++++ Фрагмент страницы ++++

Роль сопротивления в позднесредневековой физике очень важна. Ее важность определяется не только самой концепцией движения, но и тем, как понималось сопротивление в ту эпоху. Согласно общепринятой точке зрения любое насильственное движение на земле испытывало два вида сопротивления: внешнее сопротивление среды и внутреннее сопротивление, складывающееся, в свою очередь, из двух компонент — тенденции к противоположно направленному движению, т. е. тяжести, и тенденции к покою, т. е. инерциального сопротивления. Если от внешнего сопротивления среды (возникающего в результате трения) теоретически и можно было бы освободиться, как и от влияния тяжести (например, на горизонтальной плоскости), то от инерциального сопротивления в принципе освободиться нельзя.

Понятие такого сопротивления существовало почти у всех натурфилософов XIV в., но наиболее отчетливо оно было сформулировано Оремом в его комментариях к «Физике» Аристотеля. Комментарии Орема были, к несчастью, утеряны, но ход его мыслей оказалось возможным восстановить по некоторым местам из других его комментариев — к трактату Сакробоско «О сфере» и к трактату Альберта Саксонского «О небе и мире» {1, с. 92—93}. Орем называет его «склонностью к покою» (inclinatio ad quietem), причем предполагается, что эта склонность к покою остается постоянной вне зависимости от того, движется ли тело или покоится. В одном месте Орем говорит, что «каждый движущийся объект, который оказывает сопротивление движителю, стремится к покою или же к противоположно направленному движению» {1, с. 92}, и это высказывание дает основание А. Майер утверждать, что Орем был первым, кто проводил различие между инерционной и тяжелой массой и осознал, таким образом, наличие двух инерционных свойств тела, участвующего в насильственном движении {1, с. 95}.

++++

(Задание 1) Верните все строки записей, где встречается слово «yellow».
(Задание 2) Подхватите текст о сопротивлении в позднесредневековой физике и продолжите его после последнего приведенного предложения.
Текст и записи никак не связаны друг с другом.

++++ Фрагменты данных ++++

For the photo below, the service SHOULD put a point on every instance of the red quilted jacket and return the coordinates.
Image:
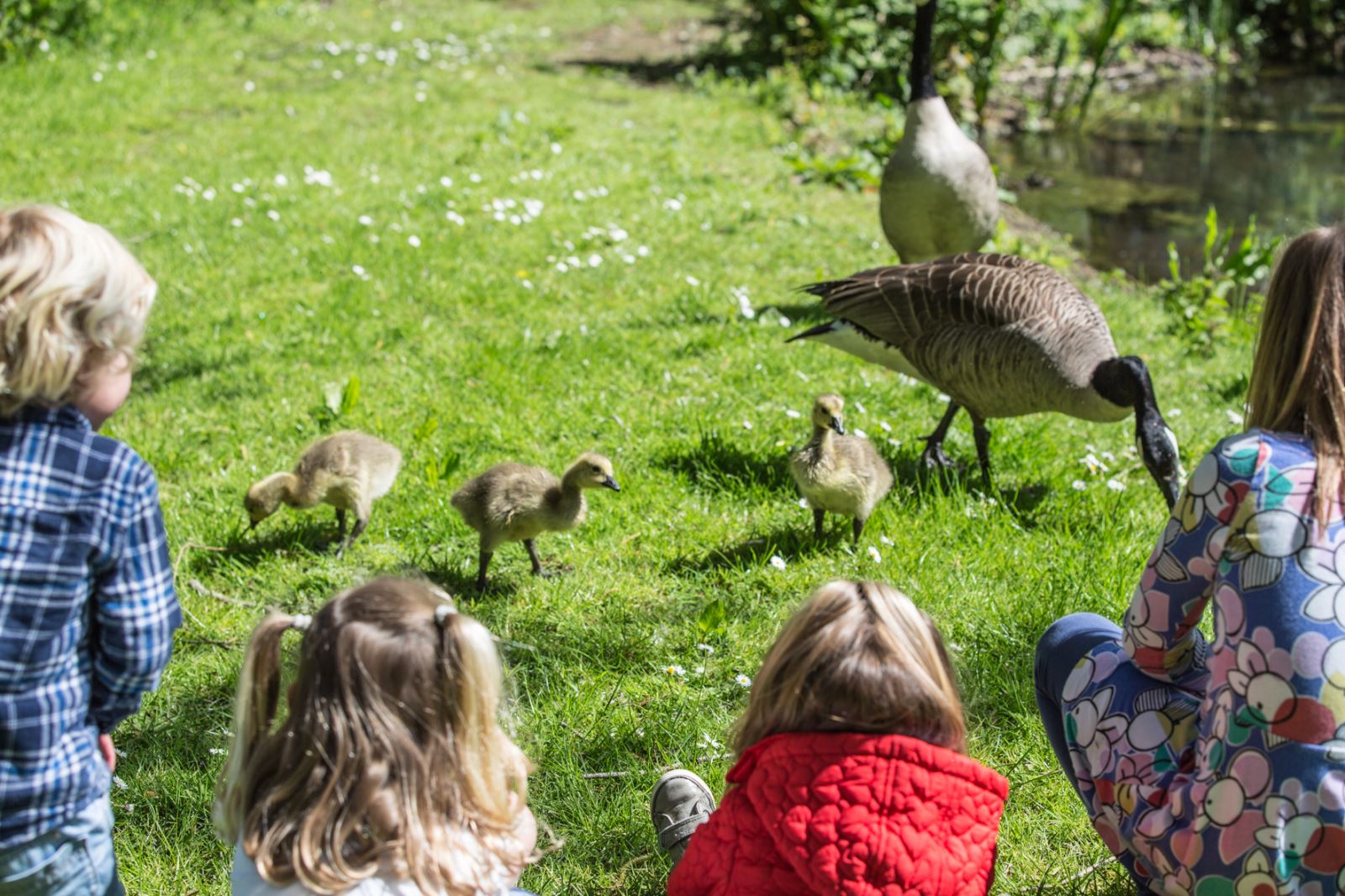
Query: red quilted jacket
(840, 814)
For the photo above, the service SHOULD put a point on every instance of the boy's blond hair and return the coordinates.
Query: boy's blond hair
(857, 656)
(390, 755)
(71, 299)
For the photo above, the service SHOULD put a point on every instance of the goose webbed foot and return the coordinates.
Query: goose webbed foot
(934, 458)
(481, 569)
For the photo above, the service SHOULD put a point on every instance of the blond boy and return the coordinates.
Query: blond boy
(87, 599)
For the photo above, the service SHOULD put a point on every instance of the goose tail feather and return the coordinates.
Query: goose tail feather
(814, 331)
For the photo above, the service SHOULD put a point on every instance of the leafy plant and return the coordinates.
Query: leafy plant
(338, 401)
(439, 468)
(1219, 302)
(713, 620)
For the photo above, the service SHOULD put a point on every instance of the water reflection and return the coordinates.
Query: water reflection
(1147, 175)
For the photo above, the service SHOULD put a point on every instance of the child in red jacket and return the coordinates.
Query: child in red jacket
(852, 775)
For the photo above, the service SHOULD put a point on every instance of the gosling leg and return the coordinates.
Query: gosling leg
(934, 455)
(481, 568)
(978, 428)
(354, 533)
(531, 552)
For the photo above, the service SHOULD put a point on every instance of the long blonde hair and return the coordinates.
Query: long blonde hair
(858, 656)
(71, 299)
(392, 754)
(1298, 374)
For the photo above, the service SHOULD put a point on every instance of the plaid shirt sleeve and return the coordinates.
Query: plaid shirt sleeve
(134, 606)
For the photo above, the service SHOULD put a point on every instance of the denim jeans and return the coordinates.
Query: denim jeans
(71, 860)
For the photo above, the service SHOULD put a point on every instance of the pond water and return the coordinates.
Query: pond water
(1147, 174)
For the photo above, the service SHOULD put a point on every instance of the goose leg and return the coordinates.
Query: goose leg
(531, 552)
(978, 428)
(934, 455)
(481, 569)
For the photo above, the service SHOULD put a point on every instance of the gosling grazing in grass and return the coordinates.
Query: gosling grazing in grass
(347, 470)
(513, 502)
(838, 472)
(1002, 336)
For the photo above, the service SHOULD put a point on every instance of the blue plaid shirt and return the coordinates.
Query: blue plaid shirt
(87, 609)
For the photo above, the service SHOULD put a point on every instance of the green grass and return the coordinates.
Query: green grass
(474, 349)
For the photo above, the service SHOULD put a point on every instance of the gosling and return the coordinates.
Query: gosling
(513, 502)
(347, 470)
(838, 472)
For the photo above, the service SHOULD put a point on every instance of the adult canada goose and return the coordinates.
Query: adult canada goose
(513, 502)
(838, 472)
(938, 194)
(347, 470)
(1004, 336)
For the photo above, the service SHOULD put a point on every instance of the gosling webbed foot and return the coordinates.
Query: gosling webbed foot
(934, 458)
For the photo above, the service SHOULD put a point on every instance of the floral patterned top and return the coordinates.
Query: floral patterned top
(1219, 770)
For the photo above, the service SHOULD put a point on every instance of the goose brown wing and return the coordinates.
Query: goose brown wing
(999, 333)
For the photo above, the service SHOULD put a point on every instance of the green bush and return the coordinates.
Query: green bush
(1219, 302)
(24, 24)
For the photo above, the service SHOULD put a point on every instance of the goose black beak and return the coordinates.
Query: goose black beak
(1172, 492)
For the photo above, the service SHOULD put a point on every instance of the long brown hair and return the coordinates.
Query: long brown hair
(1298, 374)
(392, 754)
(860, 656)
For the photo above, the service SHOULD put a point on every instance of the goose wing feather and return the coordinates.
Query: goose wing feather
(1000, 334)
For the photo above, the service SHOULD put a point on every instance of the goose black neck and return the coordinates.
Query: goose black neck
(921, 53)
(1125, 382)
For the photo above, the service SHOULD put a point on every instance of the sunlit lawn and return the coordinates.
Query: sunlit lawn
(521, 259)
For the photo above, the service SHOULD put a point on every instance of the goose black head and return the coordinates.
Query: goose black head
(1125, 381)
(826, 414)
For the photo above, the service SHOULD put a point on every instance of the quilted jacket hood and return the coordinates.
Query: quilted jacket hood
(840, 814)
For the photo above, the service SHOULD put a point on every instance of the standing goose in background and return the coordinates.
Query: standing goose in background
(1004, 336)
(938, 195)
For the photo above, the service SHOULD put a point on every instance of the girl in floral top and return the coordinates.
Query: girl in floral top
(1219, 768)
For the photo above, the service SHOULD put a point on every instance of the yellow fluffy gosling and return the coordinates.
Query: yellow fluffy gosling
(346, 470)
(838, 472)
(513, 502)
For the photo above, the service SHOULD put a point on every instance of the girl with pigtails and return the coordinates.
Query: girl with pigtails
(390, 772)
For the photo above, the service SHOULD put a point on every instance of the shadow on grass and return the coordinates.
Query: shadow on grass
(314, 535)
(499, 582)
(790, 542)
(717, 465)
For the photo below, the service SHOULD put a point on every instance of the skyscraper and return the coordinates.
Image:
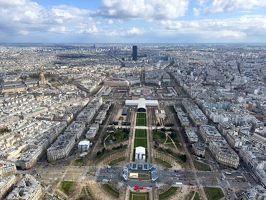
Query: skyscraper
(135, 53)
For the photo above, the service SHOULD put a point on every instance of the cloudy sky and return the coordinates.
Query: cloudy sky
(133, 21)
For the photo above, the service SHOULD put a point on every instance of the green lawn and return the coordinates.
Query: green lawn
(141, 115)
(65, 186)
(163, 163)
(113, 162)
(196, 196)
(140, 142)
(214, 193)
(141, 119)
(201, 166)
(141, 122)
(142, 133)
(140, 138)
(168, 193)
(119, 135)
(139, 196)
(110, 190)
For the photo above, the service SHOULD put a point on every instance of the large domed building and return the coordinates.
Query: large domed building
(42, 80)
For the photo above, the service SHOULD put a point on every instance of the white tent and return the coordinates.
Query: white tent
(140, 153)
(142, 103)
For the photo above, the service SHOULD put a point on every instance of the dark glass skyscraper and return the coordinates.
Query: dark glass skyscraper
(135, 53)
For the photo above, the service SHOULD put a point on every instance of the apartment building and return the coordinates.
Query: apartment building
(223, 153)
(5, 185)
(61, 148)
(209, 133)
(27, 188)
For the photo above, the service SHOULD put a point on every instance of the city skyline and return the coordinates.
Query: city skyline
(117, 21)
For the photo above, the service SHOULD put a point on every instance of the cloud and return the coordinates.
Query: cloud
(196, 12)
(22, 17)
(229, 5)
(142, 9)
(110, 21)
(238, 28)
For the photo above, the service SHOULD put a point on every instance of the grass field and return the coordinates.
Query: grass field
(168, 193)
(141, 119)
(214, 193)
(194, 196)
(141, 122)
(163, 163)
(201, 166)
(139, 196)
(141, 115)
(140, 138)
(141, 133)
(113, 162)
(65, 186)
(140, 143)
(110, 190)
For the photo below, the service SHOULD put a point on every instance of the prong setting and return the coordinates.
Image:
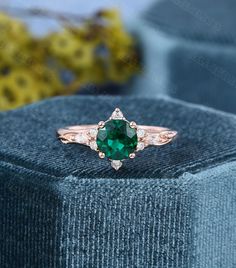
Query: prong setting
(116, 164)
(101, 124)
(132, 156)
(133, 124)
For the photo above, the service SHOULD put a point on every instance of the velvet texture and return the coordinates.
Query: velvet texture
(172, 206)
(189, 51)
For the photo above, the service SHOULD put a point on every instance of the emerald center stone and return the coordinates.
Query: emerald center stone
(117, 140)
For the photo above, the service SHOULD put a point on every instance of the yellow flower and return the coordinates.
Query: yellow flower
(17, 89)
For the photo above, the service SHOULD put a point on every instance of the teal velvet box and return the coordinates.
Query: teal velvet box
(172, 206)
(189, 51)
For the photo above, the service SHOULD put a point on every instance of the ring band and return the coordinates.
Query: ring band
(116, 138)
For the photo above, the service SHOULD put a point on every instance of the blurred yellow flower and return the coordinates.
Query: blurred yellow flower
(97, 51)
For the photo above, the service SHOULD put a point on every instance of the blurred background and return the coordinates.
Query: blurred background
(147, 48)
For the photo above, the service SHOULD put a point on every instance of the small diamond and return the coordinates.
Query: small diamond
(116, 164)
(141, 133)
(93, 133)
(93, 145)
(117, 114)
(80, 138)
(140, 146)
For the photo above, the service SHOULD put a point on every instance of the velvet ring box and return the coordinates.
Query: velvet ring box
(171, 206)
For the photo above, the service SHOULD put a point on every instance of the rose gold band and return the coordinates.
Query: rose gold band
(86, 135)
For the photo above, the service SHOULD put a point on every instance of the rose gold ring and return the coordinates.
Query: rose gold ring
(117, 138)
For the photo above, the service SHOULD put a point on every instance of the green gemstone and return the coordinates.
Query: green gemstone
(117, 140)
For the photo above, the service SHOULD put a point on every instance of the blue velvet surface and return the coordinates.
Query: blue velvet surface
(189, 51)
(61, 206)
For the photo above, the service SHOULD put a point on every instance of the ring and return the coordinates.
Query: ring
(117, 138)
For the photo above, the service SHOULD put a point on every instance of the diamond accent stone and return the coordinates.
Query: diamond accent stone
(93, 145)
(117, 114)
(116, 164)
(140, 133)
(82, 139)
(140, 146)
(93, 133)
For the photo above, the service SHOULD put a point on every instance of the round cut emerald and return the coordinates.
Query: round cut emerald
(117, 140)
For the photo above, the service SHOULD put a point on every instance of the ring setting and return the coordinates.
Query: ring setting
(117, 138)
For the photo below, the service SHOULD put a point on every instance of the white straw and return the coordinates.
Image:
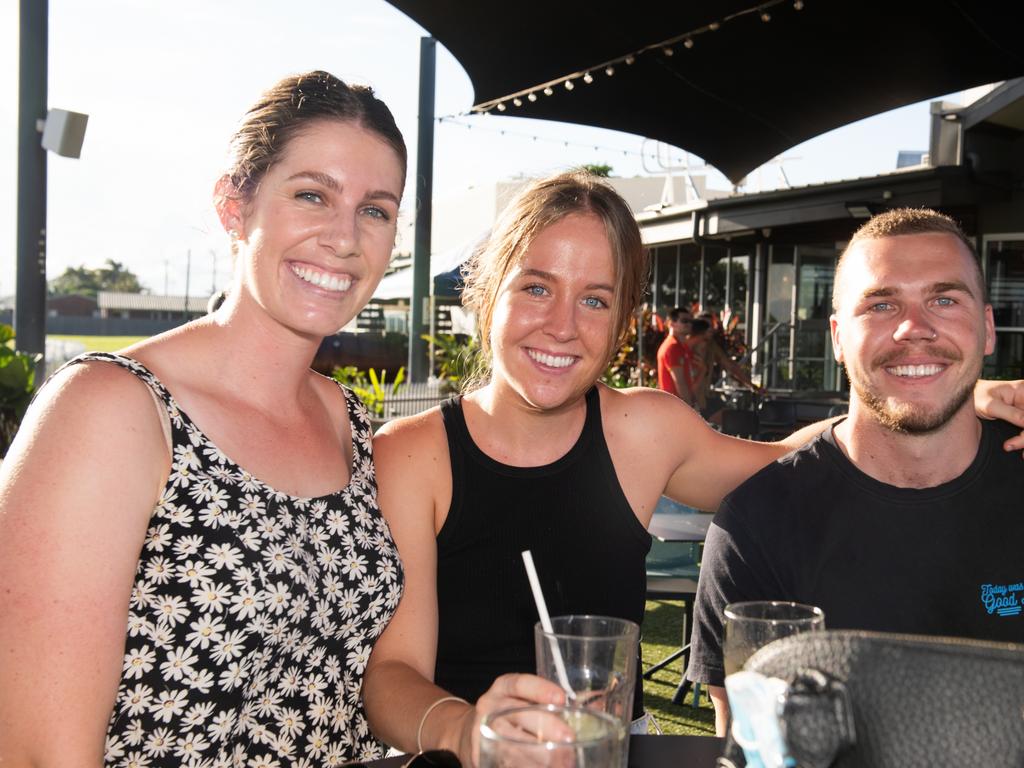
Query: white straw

++++

(Ожидаемый ответ 1)
For the photo above, the service SHOULD put a point on every instance of the yellow fluffy gosling and return the coordinates.
Query: yellow fluffy gosling
For the photo above, the service SHOULD put a point on every instance of the yellow flower and return the coordinates.
Query: yellow flower
For the photo above, the service SHOULD put a point on every instance of the blurred yellow flower and return the coordinates.
Query: blurred yellow flower

(Ожидаемый ответ 2)
Другой важной проблемой, возникающей при обсуждении понятия импетуса, является ускорение. Многим философам Средневековья казалось, что снаряд, брошенный рукой или каким-либо орудием, достигает наибольшей скорости в течение некоторого времени после броска, т. е. он сначала ускоряется, достигает максимума скорости, а затем уже его скорость начинает убывать. Такая точка зрения основывалась, как считали, на опыте; однако Буридан ее не разделял и говорил, что он никогда не делал таких наблюдений. С другой стороны, Орем был ее ревностным защитником, и что наиболее интересно, такая неправильная точка зрения привела его к замечательному выводу: чтобы объяснить ускорение тела, он провозгласил, что импетус надо рассматривать как причину не постоянной скорости, а постоянного ускорения. Такая точка зрения не может не вызвать аналогии с ньютоновым понятием силы. Как бы то ни было, подобные аналогии показательны в том смысле, что многие понятия классической механики, пусть неявно или случайно, но содержались в своеобразном конгломерате идей и теорий доклассической науки. Творцам новой науки предстояло отобрать из него наиболее ценные и поместить в новые концептуальные рамки.

Буридан также обсуждает проблему ускоренного движения в связи с понятием импетуса, но он приходит к ней, исходя из совершенно других предпосылок, чем Орем, анализируя случай снаряда, брошенного вверх. Здесь он исходит из общего положения своей теории, что в процессе любого насильственного движения снаряд необходимо теряет свой импетус вследствие всеобщей и естественной склонности тяжелых тел двигаться вертикально вниз. Но если освободиться от этой «склонности» и рассмотреть движение снаряда, падающего вертикально вниз, тогда, согласно Буридану, тело будет ускоряться (движение лишено сопротивления), а причиной ускорения будет непрерывное увеличение импетуса.

«Нужно представить, что тяжелое тело не только само приобретает движение от основного движителя, т. е. своей тяжести, но оно также приобретает для себя некоторый импетус в процессе этого движения. Этот импетус имеет способность двигать тяжелое тело наряду с перманентной естественной тяжестью. А поскольку такой импетус приобретается в процессе движения, то чем быстрее движение, тем больше и сильнее становится импетус. Итак, следовательно, тяжелое тело движется в начале движения только вследствие своей естественной тяжести, поэтому оно движется медленно. В дальнейшем оно движется как вследствие той же самой тяжести, так и вследствие импетуса, приобретенного за некоторое время; в результате оно движется более быстро. А так как движение становится быстрее, импетус также становится больше и сильнее, и таким образом тело движется быстрее вследствие своей естественной тяжести и этого большего импетуса, и снова оно будет двигаться быстрее; и таким образом оно будет всегда и непрерывно ускоряться до самого конца» {4, с. 560-561}.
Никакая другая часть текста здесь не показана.